» EXCERPTED TEXT:
++++++
"What Think Ye of Christ?"

"What Think Ye of Christ?"

Although the term "Trinity" is not scriptural, the concept it expresses is certainly Biblical. In the Scriptures we note that there are three distinct persons in the Godhead: the Father, the Son, and the Holy Ghost.

Evangelist, Nile Union

The Trinity

Although the term "Trinity" is not scriptural, the concept it expresses is certainly Biblical. In the Scriptures we note that there are three distinct persons in the Godhead: the Father, the Son, and the Holy Ghost. The Trinity, or Godhead (Acts 17:29; Col. 2:9), is not three gods but one God in three persons. "The Lord our God is one Lord" (Deut. 6:4) is a truth not only taught in the Old Testament but in the New (Mark 12:29; 1 Cor. 8:4-6; Eph. 4:4-6).

This doctrine is certainly inscrutable, yet not self-contradictory. It represents God not as three distinct gods (tritheism), or as three persons united in one person, or as a trinity of forms or manifestations that are not necessary in an eternal trinity in the divine nature, as Sabellius taught, but it represents God as three distinct persons that are one in nature. This triune mono­theism is incomprehensible to finite beings because there are no analogies to it in the human experience. Man, poor finite man, can never fully fathom the Infinite, whether in his concept he be a solitary Be­ing or a triune God as revealed in the Bi­ble. Here again it should be reiterated that the doctrine of the nature of God is not to be discussed from the viewpoint of what is comprehensible to man, for man cannot comprehend the Omniscient One, but rather from what is revealed.
++++++
» YOUR GOAL: Can you repeat the passage on the Trinity word for word, between "Evangelist, Nile Union" and "8:4-6; Eph. 4:4-6).", inclusive?

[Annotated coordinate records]
++++++
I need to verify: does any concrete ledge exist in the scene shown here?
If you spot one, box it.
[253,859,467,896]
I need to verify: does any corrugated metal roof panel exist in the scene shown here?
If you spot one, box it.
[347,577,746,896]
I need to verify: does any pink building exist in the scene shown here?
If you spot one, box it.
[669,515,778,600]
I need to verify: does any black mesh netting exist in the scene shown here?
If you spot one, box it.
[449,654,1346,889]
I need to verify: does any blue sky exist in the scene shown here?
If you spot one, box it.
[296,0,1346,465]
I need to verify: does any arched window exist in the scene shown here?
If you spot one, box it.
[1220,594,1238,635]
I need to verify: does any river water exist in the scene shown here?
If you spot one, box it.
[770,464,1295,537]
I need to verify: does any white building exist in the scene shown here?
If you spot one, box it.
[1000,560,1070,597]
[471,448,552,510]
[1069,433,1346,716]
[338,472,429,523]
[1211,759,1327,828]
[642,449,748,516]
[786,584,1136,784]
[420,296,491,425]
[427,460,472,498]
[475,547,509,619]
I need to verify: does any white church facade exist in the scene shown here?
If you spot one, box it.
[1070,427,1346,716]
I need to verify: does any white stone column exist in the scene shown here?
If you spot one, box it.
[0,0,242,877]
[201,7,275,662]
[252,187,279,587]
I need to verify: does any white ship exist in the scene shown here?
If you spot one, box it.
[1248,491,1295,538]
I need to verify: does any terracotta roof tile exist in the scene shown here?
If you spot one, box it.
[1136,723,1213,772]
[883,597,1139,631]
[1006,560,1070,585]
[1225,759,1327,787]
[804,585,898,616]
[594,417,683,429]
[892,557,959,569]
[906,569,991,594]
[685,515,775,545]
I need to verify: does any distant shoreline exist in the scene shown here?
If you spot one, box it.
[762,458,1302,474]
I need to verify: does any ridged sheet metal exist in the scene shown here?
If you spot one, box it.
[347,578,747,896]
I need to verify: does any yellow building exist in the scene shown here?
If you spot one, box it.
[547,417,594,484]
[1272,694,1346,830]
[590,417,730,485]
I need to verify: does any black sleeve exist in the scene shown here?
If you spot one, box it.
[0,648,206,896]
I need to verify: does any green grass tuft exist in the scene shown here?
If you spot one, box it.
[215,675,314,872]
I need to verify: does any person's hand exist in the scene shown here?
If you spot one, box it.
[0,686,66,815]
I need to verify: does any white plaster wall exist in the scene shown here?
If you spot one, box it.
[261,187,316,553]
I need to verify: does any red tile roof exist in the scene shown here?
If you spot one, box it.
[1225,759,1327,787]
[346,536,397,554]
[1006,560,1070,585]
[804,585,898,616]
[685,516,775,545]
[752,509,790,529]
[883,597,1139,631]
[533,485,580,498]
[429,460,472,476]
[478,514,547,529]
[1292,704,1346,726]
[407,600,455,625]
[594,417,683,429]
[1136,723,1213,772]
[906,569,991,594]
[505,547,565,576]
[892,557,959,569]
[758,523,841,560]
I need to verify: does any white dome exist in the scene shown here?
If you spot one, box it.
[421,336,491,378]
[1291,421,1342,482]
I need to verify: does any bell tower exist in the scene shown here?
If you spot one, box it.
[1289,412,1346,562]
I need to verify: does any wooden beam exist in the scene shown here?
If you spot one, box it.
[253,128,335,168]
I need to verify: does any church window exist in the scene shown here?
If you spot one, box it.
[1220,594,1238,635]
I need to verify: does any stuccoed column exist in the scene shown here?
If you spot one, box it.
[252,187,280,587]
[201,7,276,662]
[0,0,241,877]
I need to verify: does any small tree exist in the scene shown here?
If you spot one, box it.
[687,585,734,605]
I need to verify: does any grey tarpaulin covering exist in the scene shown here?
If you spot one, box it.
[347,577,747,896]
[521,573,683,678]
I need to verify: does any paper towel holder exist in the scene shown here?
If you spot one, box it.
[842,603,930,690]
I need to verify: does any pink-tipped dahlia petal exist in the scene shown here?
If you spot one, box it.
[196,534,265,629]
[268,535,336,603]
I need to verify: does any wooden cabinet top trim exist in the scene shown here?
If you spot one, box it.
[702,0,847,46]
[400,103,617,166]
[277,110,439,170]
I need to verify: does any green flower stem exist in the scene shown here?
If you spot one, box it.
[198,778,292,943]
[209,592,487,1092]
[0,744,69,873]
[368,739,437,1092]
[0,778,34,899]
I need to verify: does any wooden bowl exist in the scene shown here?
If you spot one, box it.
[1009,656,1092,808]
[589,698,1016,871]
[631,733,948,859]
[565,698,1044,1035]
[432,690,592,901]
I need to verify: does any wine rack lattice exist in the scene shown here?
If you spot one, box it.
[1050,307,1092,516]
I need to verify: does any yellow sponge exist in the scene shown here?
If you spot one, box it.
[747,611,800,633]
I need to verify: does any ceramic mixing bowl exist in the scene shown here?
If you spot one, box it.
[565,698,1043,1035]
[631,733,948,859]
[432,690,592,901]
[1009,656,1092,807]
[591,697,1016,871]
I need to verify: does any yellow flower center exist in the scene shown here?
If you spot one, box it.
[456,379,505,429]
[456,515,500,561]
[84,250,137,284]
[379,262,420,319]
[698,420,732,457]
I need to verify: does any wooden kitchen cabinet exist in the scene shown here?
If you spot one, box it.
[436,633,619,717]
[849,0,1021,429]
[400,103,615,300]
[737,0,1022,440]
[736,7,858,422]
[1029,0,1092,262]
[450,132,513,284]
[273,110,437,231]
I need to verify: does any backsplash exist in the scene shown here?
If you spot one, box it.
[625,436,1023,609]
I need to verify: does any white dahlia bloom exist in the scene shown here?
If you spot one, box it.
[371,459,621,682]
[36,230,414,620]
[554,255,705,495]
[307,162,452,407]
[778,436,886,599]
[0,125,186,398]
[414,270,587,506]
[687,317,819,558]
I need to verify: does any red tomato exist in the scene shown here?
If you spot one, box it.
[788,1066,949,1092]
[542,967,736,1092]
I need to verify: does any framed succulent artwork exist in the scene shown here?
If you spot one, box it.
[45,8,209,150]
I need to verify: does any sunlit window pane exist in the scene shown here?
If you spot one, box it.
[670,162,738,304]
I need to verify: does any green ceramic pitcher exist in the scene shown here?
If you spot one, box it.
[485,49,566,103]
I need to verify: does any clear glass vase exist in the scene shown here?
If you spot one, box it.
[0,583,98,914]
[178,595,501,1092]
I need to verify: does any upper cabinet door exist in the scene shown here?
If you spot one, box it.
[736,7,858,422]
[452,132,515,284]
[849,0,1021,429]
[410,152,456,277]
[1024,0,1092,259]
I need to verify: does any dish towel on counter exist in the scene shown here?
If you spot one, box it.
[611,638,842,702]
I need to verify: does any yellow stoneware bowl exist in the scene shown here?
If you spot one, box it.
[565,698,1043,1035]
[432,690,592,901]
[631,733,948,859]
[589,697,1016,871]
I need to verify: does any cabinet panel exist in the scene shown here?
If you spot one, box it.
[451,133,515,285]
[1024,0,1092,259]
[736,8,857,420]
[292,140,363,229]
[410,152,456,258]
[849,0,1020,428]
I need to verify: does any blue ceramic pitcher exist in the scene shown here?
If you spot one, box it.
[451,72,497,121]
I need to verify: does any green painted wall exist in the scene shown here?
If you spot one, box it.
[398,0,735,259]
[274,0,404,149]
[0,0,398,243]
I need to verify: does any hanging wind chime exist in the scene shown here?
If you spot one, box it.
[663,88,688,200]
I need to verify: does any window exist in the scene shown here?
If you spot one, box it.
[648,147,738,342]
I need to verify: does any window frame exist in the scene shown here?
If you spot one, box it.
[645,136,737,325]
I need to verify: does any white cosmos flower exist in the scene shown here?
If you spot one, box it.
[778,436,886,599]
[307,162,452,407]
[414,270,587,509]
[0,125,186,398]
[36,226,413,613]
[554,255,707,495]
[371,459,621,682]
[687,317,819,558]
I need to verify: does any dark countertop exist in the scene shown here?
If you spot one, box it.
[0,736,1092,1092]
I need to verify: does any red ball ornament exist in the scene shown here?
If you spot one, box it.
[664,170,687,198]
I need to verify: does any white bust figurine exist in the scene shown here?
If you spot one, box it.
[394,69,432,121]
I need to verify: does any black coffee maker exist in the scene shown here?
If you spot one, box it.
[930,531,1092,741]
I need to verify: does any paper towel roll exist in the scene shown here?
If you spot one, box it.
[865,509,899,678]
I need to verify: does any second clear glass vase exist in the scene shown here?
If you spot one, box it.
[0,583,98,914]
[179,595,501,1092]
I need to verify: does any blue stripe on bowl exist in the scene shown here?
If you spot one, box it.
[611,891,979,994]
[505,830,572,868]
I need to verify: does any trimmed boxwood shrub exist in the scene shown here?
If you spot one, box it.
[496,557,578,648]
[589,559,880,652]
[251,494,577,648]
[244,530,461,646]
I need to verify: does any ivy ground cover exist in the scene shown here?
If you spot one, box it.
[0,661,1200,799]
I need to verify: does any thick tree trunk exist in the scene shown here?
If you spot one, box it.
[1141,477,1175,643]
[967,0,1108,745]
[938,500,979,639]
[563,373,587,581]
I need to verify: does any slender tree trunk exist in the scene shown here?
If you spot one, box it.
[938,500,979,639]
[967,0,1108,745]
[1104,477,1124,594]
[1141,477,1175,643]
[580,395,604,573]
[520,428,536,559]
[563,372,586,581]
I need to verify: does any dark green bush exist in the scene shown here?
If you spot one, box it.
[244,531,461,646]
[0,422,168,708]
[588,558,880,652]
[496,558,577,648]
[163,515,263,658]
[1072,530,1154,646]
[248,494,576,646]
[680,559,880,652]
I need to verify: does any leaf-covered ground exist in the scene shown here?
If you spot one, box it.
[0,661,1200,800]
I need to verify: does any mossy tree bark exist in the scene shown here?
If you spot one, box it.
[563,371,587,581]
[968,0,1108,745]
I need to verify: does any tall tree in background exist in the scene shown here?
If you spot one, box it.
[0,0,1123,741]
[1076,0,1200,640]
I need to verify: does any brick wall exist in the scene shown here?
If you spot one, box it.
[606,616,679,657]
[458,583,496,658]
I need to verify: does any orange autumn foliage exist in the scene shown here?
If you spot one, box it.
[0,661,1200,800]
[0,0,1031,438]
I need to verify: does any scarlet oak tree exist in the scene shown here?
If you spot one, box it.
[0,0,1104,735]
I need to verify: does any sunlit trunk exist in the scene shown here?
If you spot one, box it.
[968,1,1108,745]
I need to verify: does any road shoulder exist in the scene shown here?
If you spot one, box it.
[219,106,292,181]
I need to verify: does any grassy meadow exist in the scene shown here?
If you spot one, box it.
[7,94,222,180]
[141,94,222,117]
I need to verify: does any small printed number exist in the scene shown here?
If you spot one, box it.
++++++
» RESPONSE TO THIS TASK:
Evangelist, Nile Union

The Trinity

Although the term "Trinity" is not scriptural, the concept it expresses is certainly Biblical. In the Scriptures we note that there are three distinct persons in the Godhead: the Father, the Son, and the Holy Ghost. The Trinity, or Godhead (Acts 17:29; Col. 2:9), is not three gods but one God in three persons. "The Lord our God is one Lord" (Deut. 6:4) is a truth not only taught in the Old Testament but in the New (Mark 12:29; 1 Cor. 8:4-6; Eph. 4:4-6).